EXERCICE COURT 1. Relevez les tendances que l'article sur le mentorat dans les TIC présente comme sources d'inquiétude pour les organisations de toutes les sphères de l'économie.
EXERCICE COURT 2. Mettez à jour le passage de l'article sur le mentorat dans les TIC qui commence par les mots contenant "De grandes entreprises" et se termine par "pour toute organisation.", en remplaçant "parrains" par "tuteurs".
EXERCICE COURT 3. Poursuivez l'article sur le mentorat dans l'industrie québécoise des TIC à partir du point où il s'arrête.

TEXTE PRÉSENTÉ.

********************

Face à d’éventuels enjeux de relève des ressources humaines en TIC, le mentorat contribue au transfert des connaissances, à l’intégration au travail et même à l’attisement de l’intérêt de la jeunesse pour le secteur. Deux observateurs font état du concept qui peut être bénéfique pour toute organisation du secteur, peu importe son envergure.
Les départs massifs à la retraite, la mobilité de la main-d’œuvre et la réduction des inscriptions aux programmes d’enseignement suscitent bien des inquiétudes dans les organisations de toutes les sphères de l’économie. Plusieurs affirment que l’industrie des technologies de l’information et des communications (TIC), qui est relativement jeune, ne subira pas de sitôt des impacts prononcés de la première tendance.
Toutefois, le soutien de la relève constitue un enjeu croissant dans l’industrie, alors que le transfert des connaissances ‘de terrain’ par des gens d’expérience à ceux qui prendront le flambeau contribue grandement au développement des ressources humaines et de l’organisation qui les embauche. L’approche du mentorat, en vertu duquel les vétérans expérimentés parrainent de vertes recrues, constituer un élément clé de l’assurance de la relève de l’industrie québécoise des TIC.
Benoît Leduc est conseiller en ressources humaines à l’organisme TECHNOCompétences, qui est voué au développement de la main-d’oeuvre et de l’emploi dans le secteur des TIC. À propos du recours au mentorat par l’industrie québécoise, M. Leduc indique que des gestionnaires et des présidents d’entreprises, par le biais des services de l’organisme, sont référés à la Fondation de l’entrepreneurship qui procédera à un jumelage avec une personne-ressource.
De grandes entreprises ont également comme pratique d’associer les nouveaux employés à des « parrains ». Ces derniers tiennent des rencontres hebdomadaires ou mensuelles, pour réviser les objectifs et voir comment se déroulent les choses pour les nouvelles recrues, afin de favoriser l’intégration des employés et les aider à s’orienter autant du point de vue technique qu’organisationnel. Et du côté de la petite et de la moyenne entreprise, le mentorat s’utilise d’une façon plutôt officieuse, alors que le directeur des opérations qui dirige la ‘boîte’ a comme mandat de « coacher les jeunes ».
Même si les enjeux de relève sont moins prononcés dans l’industrie des TIC qu’ailleurs, l’application de pratiques de mentorat peut être des plus utiles pour toute organisation.
« Nous sommes dans une industrie très jeune, et les départs à la retraite surviendront dans plusieurs années parce que la moyenne d’âge est très basse en comparaison avec plusieurs industries. Instaurer un plan de mentorat pourrait être une nécessité, parce qu’on ne perdra pas le savoir tacite et qu’on aura un meilleur transfert des compétences et des connaissances entre les employés », croit M. Leduc.

********************

DONNÉES FOURNIES.
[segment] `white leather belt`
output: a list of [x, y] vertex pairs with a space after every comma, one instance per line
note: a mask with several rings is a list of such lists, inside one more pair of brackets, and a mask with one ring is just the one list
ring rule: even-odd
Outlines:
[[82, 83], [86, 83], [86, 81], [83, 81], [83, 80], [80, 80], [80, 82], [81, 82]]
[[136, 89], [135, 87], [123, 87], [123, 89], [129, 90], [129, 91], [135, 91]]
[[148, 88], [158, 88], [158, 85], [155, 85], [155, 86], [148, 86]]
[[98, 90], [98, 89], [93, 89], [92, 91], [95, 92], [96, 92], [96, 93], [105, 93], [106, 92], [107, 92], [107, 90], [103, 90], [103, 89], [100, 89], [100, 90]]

********************

RÉSULTAT ATTENDU 1.
- Les départs massifs à la retraite
- La mobilité de la main-d'œuvre
- La réduction des inscriptions aux programmes d'enseignement

RÉSULTAT ATTENDU 2.
De grandes entreprises ont également comme pratique d’associer les nouveaux employés à des « tuteurs ». Ces derniers tiennent des rencontres hebdomadaires ou mensuelles, pour réviser les objectifs et voir comment se déroulent les choses pour les nouvelles recrues, afin de favoriser l’intégration des employés et les aider à s’orienter autant du point de vue technique qu’organisationnel. Et du côté de la petite et de la moyenne entreprise, le mentorat s’utilise d’une façon plutôt officieuse, alors que le directeur des opérations qui dirige la ‘boîte’ a comme mandat de « coacher les jeunes ».
Même si les enjeux de relève sont moins prononcés dans l’industrie des TIC qu’ailleurs, l’application de pratiques de mentorat peut être des plus utiles pour toute organisation.

RÉSULTAT ATTENDU 3.
En soulignant que les employés du domaine des TIC sont extrêmement polyvalents, M. Leduc estime que le mentorat permet à une personne faisant son entrée sur le marché du travail de toucher à d’autres domaines. « Dans une PME, cette personne aura à toucher à pas mal tout. Si une personne diplômée en programmation a une personne qui lui montre un peu d’administration de réseau, d’analyse et de création de site Web, cela lui donnera plus de cordes à son arc. »
De l’intérêt et du temps
Lorsque l’organisation ne compte pas de mentor potentiel, notamment pour les gestionnaires de haut niveau, il faut en trouver un ailleurs. Est-ce que les entreprises des TIC sont enclines à agir ainsi?
« En général, l’industrie est ouverte et extrêmement créative, alors que les défis sont nombreux en TIC. Le mentor ne provient pas nécessairement du même secteur, alors que la Fondation de l’entrepreneurship va rarement jumeler un ancien président de TI avec un jeune entrepreneur qui commence en TI. Il proviendra souvent des milieux différents, afin de parler des stratégies d’entreprise d’une façon plus objective », constate M. Leduc. Voilà de quoi rassurer ceux qui craignent les regards indiscrets…
D’autre part, M. Leduc indique qu’un bon mentor doit avoir un sens prononcé pour la communication, être attentionné, assurer un suivi et surtout avoir du temps à accorder à un mentoré. D’ailleurs, l’entreprise doit appuyer le mentor dans cette activité qui ne consiste pas en « une job de plus » pour le parrain.
« Il faut lui « libérer » quelques heures pour que le mentor effectue ses rencontres et que ce soit bien intégré dans son travail. Par exemple, cela peut être de payer un lunch au mentor et au mentoré, pour qu’ils soient ensemble, qu’ils puissent parler et qu’ils ne soient pas dérangés. Mais il n’y a pas qu’une façon de faire. »
L’expérience en partage
Georges Bourelle est le président-directeur général du CIREM, un organisme sans but lucratif affilié à l’école HEC Montréal qui est voué au perfectionnement des cadres supérieurs de langue française. Il a également été président du fabricant d’autobus Prévost Car, où il a agi à titre de mentor.
M. Bourelle confirme qu’une personne avec moins d’expérience bénéficiera du mentorat en évitant de faire des erreurs, parce qu’elle sera conseillée par quelqu’un qui aura vécu ces expériences.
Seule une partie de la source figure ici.